PROBLEM STATEMENT: Find the line that contains "point: the black combat", then repeat it and each line after it to the end of the records, exactly.

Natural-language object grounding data
——————————

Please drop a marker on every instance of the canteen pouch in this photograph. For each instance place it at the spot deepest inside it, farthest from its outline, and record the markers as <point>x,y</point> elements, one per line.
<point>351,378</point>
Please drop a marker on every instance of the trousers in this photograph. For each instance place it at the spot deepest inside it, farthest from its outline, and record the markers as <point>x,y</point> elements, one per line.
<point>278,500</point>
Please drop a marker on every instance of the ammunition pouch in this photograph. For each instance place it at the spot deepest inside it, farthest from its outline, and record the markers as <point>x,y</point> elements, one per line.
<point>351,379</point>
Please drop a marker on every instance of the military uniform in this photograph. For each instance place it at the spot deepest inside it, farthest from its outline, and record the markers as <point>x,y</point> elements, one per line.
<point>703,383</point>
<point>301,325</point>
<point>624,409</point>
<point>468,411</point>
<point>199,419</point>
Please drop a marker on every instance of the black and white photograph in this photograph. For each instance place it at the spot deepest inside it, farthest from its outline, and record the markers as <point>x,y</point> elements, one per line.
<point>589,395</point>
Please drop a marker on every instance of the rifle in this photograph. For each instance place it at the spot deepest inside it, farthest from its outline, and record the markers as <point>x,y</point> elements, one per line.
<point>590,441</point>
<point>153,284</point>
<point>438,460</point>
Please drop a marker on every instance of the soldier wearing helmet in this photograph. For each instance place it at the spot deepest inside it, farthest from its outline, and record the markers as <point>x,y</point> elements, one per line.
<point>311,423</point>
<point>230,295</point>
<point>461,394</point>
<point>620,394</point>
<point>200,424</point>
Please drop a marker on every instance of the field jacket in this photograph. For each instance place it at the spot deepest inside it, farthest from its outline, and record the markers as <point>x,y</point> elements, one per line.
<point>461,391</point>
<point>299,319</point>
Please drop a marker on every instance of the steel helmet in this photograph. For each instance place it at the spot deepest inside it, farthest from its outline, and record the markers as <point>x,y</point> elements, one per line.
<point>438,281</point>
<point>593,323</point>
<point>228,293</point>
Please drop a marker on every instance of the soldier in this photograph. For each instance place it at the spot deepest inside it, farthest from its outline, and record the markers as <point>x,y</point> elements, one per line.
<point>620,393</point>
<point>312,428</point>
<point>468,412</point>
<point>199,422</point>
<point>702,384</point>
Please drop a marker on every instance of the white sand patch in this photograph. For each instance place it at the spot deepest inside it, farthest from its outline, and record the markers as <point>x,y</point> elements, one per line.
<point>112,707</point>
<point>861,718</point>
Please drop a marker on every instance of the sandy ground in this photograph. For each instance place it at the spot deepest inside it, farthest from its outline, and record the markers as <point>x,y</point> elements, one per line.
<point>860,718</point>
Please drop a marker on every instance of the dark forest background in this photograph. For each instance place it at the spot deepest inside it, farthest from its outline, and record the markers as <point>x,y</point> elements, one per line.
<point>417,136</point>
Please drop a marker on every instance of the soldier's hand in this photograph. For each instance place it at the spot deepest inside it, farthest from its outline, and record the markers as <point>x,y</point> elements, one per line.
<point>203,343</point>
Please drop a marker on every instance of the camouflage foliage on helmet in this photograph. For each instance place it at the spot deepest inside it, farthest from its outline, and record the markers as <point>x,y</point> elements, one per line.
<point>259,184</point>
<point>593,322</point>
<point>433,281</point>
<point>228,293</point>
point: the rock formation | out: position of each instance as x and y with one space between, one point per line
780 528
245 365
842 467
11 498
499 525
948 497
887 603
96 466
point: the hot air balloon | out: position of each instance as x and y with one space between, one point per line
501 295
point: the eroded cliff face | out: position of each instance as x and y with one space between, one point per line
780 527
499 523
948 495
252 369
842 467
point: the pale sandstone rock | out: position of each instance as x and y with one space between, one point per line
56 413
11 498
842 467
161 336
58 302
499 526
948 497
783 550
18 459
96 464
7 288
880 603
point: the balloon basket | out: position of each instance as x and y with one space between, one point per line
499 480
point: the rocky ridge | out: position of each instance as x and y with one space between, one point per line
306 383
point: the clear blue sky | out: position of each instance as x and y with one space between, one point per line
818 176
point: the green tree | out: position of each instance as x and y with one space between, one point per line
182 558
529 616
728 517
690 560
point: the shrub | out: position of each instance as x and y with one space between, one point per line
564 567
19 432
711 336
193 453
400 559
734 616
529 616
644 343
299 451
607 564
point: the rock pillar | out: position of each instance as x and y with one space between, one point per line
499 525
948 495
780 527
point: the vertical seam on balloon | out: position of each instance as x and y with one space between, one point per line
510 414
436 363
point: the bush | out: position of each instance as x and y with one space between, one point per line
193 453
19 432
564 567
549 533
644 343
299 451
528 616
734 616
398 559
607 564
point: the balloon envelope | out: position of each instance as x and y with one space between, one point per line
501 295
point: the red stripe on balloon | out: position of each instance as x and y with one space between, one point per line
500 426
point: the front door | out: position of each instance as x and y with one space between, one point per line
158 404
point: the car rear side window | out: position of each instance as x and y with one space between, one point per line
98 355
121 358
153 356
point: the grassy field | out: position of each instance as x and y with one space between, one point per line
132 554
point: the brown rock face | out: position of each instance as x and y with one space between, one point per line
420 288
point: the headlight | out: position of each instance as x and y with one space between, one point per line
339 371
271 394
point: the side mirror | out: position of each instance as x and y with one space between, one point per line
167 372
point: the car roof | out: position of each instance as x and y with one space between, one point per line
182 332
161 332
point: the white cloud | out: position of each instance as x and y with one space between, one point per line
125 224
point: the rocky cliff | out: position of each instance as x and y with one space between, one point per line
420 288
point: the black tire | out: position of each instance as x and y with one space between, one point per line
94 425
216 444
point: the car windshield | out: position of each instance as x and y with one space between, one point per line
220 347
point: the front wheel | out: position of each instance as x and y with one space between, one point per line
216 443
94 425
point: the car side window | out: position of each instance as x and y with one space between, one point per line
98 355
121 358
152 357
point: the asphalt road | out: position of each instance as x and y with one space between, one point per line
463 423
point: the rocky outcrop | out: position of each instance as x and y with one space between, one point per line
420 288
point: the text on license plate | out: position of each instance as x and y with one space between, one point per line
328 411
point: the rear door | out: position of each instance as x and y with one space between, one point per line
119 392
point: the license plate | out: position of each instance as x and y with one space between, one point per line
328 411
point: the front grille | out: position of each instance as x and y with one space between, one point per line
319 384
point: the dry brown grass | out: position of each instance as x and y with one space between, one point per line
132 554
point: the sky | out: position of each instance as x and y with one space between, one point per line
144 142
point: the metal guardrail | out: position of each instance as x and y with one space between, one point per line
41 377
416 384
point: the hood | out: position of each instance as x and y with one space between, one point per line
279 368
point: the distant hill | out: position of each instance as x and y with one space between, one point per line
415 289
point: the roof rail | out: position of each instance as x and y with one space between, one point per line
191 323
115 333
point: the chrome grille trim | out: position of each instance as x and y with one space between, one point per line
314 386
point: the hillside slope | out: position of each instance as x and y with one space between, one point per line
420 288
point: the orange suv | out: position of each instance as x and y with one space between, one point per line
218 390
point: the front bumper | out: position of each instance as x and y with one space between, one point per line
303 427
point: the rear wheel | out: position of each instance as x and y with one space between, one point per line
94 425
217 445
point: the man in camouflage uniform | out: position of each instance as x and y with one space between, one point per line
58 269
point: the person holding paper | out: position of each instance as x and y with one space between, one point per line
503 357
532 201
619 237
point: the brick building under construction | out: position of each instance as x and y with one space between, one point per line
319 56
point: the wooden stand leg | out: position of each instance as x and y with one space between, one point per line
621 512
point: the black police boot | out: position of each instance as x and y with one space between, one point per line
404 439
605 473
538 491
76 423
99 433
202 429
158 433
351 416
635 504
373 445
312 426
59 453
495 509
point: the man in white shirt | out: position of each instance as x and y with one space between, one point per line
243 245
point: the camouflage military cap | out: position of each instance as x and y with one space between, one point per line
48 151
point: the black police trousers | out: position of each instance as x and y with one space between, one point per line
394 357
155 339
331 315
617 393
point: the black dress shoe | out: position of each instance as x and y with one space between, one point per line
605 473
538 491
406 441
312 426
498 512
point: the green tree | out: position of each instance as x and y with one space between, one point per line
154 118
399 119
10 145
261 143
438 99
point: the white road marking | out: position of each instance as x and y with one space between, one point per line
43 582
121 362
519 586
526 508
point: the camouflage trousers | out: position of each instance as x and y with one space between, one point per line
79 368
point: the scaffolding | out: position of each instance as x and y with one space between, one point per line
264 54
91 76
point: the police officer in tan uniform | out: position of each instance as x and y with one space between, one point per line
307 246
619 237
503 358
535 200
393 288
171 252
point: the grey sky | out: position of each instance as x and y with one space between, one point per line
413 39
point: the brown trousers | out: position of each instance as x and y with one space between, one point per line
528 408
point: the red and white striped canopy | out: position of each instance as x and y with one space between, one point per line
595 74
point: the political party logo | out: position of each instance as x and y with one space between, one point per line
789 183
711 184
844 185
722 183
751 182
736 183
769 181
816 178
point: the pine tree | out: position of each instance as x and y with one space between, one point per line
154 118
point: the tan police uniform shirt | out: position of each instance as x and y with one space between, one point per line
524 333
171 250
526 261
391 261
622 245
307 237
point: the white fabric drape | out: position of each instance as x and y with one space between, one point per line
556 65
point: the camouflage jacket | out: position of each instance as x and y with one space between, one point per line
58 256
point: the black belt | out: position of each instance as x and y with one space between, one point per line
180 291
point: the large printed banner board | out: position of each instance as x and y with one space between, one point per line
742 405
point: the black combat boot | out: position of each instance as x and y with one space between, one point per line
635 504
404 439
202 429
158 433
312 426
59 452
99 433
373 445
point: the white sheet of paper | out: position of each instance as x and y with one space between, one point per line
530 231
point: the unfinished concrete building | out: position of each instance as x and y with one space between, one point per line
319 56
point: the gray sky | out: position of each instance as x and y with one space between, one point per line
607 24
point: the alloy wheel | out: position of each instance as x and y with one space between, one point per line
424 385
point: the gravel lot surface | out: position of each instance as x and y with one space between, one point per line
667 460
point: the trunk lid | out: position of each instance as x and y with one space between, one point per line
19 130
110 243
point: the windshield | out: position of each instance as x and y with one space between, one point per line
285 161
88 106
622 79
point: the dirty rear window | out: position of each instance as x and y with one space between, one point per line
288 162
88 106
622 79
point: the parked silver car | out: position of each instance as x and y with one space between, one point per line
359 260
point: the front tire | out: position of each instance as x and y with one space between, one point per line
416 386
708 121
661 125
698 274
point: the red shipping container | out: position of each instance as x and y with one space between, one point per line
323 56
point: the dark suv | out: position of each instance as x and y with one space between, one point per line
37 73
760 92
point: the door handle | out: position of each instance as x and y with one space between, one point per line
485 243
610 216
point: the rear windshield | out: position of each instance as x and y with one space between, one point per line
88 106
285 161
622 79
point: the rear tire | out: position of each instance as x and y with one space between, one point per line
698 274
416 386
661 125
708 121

——————————

OUTPUT:
point: the black combat boot | out: position of each instance as x and y with one space between, one point per line
635 504
404 439
202 429
158 433
312 426
59 452
99 433
373 445
point: the white sheet of paper | out: position of each instance as x and y with one space between, one point per line
530 231
point: the unfinished concrete building | out: position of each instance as x and y with one space between, one point per line
319 56
point: the gray sky | out: position of each instance as x and y with one space between, one point per line
607 24
point: the alloy wheel | out: position of each instance as x and y with one space between, one point per line
424 385
point: the gravel lot surface | out: position of each instance as x and y with one space between, one point per line
667 460
point: the trunk lid | out: position of each instance as x and y with one space between, one point per line
19 130
110 243
point: the windshield | out: position of each instance as x and y with one space between, one point per line
285 161
88 106
622 79
point: the dirty rear window | out: position of each instance as x and y with one space between, one point per line
288 162
88 106
622 79
point: the parked silver car | out: position of each instance as x and y with one space between, one point per line
359 260
point: the front tire | out: position of each instance as x and y with one space between, one point per line
416 386
708 121
661 125
698 274
point: the red shipping container | out: position of each instance as x and y with one space between, one point per line
323 56
point: the dark suv | out: position of each instance as x and y with one space between, one point per line
37 73
760 92
point: the door handle | out: position of each instance as x and y with one space between, one point per line
485 243
610 216
point: the rear windshield | out: position of each instance as x and y with one space between, one point per line
88 106
285 161
622 79
point: the rear tire | out: position of each instance as x and y with one space between, one point per line
698 274
416 386
661 125
708 121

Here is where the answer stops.